## EXERCISE
All of the records listed below should be retyped exactly.
## BEGIN MATERIAL TO PROCESS
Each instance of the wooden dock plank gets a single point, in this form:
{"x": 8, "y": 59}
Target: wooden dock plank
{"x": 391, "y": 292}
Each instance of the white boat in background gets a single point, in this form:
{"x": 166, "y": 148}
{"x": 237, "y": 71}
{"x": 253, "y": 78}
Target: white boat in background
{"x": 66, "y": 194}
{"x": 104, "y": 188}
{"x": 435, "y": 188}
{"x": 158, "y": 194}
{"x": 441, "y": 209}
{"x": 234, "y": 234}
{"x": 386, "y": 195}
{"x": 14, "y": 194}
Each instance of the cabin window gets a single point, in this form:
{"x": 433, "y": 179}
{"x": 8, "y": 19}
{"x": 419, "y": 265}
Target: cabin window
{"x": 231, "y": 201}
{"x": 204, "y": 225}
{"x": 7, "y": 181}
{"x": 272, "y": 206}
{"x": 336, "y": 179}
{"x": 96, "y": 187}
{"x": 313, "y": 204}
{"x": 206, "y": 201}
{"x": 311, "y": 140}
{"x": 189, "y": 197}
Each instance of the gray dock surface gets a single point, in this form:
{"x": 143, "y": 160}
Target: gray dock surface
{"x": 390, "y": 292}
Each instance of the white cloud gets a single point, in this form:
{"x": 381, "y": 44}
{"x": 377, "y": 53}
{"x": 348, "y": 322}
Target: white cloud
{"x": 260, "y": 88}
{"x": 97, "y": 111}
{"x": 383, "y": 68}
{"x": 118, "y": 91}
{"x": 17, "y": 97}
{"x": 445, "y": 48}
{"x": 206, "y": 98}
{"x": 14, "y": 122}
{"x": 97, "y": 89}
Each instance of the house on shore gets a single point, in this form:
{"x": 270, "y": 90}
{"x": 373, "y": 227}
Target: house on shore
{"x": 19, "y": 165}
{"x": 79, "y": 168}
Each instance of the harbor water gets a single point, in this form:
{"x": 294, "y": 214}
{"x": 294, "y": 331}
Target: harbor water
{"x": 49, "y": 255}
## END MATERIAL TO PROCESS
## FINAL RESULT
Each instance of the wooden dock plank gets a single point, in this form:
{"x": 8, "y": 59}
Target: wooden dock plank
{"x": 391, "y": 292}
Each instance of the white boat in background gets a single point, in this form:
{"x": 166, "y": 148}
{"x": 237, "y": 71}
{"x": 253, "y": 78}
Target: white boat in background
{"x": 66, "y": 194}
{"x": 104, "y": 188}
{"x": 435, "y": 188}
{"x": 158, "y": 194}
{"x": 441, "y": 209}
{"x": 234, "y": 234}
{"x": 386, "y": 195}
{"x": 14, "y": 194}
Each instance of the cabin window gets a single point, in this form:
{"x": 433, "y": 179}
{"x": 8, "y": 19}
{"x": 419, "y": 265}
Target: cabin window
{"x": 231, "y": 201}
{"x": 204, "y": 225}
{"x": 7, "y": 181}
{"x": 272, "y": 206}
{"x": 336, "y": 179}
{"x": 96, "y": 187}
{"x": 313, "y": 204}
{"x": 206, "y": 201}
{"x": 311, "y": 140}
{"x": 189, "y": 197}
Each instance of the gray dock surface gets a single point, in this form:
{"x": 143, "y": 160}
Target: gray dock surface
{"x": 390, "y": 292}
Each instance of the white cloud gets a single point, in this form:
{"x": 381, "y": 44}
{"x": 377, "y": 53}
{"x": 348, "y": 322}
Target: white cloud
{"x": 260, "y": 88}
{"x": 97, "y": 111}
{"x": 383, "y": 68}
{"x": 118, "y": 91}
{"x": 17, "y": 97}
{"x": 445, "y": 48}
{"x": 206, "y": 98}
{"x": 14, "y": 122}
{"x": 97, "y": 89}
Each instance of the house on shore gets a single point, in this form:
{"x": 270, "y": 90}
{"x": 373, "y": 227}
Target: house on shore
{"x": 19, "y": 165}
{"x": 79, "y": 168}
Each instance of the harbor water gets a single point, in this form:
{"x": 294, "y": 214}
{"x": 294, "y": 331}
Target: harbor water
{"x": 49, "y": 255}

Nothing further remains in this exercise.